What you are asked to do
Locate the line containing "I would be grateful if you could indicate the red" in the data below. Reproduce it and every following line up to the end, exactly as given.

──────────

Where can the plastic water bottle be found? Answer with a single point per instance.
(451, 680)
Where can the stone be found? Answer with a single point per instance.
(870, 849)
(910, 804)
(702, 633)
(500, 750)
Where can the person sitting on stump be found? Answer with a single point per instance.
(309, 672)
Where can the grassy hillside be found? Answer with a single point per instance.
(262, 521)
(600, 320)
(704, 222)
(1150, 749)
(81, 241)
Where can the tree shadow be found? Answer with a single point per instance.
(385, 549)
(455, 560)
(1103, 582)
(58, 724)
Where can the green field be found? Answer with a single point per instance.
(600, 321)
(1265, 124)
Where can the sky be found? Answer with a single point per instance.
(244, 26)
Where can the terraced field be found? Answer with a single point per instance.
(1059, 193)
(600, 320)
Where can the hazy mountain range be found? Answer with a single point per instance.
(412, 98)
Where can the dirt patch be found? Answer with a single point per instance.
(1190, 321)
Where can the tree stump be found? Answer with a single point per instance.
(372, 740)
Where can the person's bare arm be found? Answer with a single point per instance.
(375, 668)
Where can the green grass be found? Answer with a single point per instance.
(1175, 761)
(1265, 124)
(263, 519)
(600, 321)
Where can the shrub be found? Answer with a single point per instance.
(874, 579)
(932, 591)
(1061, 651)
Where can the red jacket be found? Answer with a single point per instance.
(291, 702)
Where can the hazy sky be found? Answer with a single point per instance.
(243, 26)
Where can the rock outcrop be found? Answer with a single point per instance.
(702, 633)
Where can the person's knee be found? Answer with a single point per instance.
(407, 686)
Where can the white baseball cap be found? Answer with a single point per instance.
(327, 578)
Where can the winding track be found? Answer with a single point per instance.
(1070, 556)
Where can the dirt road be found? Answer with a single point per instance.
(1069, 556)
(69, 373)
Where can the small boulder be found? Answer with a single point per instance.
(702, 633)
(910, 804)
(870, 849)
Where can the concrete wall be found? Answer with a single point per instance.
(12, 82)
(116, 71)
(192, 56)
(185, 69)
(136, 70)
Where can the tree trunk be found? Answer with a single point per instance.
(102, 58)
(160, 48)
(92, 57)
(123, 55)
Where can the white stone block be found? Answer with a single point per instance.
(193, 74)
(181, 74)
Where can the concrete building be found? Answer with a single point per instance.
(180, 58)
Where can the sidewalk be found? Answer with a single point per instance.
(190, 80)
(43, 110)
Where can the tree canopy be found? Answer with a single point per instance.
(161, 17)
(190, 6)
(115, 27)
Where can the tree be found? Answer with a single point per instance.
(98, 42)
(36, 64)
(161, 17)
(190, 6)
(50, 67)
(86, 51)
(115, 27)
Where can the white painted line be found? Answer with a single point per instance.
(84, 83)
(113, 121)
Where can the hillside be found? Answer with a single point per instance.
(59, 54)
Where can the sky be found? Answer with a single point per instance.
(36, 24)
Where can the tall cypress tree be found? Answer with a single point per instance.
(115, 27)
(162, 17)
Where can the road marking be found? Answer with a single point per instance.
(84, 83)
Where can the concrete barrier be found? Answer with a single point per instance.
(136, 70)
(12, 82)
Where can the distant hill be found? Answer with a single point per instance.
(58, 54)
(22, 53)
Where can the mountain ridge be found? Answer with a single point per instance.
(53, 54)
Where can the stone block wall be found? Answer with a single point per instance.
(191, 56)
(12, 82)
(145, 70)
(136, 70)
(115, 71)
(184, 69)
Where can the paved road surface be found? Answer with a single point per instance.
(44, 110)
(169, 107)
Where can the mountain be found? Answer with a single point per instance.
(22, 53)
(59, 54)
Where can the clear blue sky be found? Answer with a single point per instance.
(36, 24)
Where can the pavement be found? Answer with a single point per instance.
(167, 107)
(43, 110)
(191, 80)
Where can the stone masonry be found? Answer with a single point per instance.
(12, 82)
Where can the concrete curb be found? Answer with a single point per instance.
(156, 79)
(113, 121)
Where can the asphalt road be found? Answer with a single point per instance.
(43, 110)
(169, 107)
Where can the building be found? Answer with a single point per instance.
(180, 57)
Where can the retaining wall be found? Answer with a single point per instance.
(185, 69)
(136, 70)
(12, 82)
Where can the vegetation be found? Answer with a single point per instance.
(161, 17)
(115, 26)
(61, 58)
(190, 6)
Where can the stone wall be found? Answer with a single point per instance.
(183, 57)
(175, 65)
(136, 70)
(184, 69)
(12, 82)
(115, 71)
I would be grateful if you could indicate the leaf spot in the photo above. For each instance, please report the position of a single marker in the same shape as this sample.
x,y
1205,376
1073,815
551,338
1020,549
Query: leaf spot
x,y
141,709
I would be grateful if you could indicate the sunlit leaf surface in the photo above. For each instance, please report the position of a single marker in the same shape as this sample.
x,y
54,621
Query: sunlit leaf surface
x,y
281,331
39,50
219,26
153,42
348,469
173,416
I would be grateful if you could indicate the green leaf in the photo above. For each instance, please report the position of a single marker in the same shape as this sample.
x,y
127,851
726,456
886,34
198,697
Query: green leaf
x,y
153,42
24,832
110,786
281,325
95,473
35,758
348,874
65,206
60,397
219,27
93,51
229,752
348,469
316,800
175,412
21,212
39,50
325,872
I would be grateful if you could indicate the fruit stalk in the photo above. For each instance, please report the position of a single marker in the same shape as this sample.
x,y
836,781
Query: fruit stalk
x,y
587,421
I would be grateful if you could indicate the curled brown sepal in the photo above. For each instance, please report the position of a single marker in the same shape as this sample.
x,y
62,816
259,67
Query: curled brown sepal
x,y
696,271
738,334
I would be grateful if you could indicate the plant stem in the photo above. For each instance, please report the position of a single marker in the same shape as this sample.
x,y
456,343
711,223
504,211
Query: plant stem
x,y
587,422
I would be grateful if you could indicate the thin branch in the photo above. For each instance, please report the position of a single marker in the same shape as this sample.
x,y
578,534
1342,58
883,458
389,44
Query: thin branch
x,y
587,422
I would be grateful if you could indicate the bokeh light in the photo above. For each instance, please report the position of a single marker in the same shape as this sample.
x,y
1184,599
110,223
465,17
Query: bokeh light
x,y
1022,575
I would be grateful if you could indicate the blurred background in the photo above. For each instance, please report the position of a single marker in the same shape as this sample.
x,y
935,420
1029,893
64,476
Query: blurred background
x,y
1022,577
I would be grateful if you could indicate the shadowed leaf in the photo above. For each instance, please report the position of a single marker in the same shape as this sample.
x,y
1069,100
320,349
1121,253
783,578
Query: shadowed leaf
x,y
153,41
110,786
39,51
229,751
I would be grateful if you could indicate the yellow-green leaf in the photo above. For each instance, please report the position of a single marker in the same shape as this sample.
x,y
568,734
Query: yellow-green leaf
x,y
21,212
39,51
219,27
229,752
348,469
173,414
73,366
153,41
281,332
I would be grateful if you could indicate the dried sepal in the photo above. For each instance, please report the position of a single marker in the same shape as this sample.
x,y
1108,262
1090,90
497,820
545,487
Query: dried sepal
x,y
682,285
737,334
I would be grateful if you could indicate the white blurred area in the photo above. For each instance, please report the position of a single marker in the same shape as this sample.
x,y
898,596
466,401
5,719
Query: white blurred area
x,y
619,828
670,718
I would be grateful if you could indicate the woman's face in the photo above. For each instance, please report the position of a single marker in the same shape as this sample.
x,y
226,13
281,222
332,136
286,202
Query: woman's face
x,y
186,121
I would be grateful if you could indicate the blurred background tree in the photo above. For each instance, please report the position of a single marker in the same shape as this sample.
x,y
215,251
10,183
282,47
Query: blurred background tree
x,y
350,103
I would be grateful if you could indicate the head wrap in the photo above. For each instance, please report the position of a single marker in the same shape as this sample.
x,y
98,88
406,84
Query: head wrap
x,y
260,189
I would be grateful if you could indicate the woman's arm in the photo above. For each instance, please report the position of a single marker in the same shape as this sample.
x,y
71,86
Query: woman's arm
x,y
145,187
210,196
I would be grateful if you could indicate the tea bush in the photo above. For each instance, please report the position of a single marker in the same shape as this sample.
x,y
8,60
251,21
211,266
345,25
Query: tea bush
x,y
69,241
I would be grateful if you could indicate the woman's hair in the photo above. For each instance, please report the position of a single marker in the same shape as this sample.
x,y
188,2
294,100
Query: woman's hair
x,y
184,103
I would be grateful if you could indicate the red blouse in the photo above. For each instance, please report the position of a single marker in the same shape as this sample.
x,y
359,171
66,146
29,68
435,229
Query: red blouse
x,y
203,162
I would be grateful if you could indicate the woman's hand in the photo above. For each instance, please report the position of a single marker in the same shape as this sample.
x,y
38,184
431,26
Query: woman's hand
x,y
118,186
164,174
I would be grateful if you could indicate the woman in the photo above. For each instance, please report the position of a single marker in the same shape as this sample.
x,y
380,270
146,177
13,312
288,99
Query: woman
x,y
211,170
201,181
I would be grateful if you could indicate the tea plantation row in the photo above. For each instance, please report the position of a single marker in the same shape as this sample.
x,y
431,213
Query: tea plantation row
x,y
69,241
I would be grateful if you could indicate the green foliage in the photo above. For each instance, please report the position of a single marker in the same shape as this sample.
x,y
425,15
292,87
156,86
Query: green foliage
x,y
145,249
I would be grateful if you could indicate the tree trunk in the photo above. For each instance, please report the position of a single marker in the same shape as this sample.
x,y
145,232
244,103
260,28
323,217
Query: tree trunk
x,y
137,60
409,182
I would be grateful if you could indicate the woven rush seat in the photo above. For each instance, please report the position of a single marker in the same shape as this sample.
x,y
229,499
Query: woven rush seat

──────────

Written response
I would be grateful if you could indicate the red blouse in the photo above. For each instance, please report the position of a single marker in the same shape as this sample.
x,y
359,171
66,146
29,68
435,229
Query: red blouse
x,y
203,162
I would be grateful if you could indicate the woman's hand in the photo above. For each instance, please report the position of a single marker in the same shape as this sample.
x,y
38,184
431,26
Query: woman's hand
x,y
118,186
164,174
I would be grateful if you could indicate the woman in the photo above. For each instance, please report the position of a single marker in the same shape as this sample.
x,y
380,270
146,177
13,312
288,99
Query: woman
x,y
211,170
201,181
I would be grateful if you could indicate the tea plantation row in the photo above. For each instance, please report the position of a single marker in the same shape as this sample.
x,y
431,213
Query: tea plantation row
x,y
69,241
I would be grateful if you could indicate the green foliage in the photo above. For each instance, please report the position of a single marker in the same shape as this sample.
x,y
425,15
292,87
156,86
Query: green foliage
x,y
145,249
I would be grateful if you could indicate the tree trunk in the photo above. For each instance, please report the position of a single marker in the same shape as this sample.
x,y
145,232
244,103
260,28
323,217
Query: tree trunk
x,y
137,60
409,182
I would be grateful if you could indicate the woven rush seat in the photo above. For each instance, please report the position of a single marker in the same shape as this sample.
x,y
229,499
Query: woven rush seat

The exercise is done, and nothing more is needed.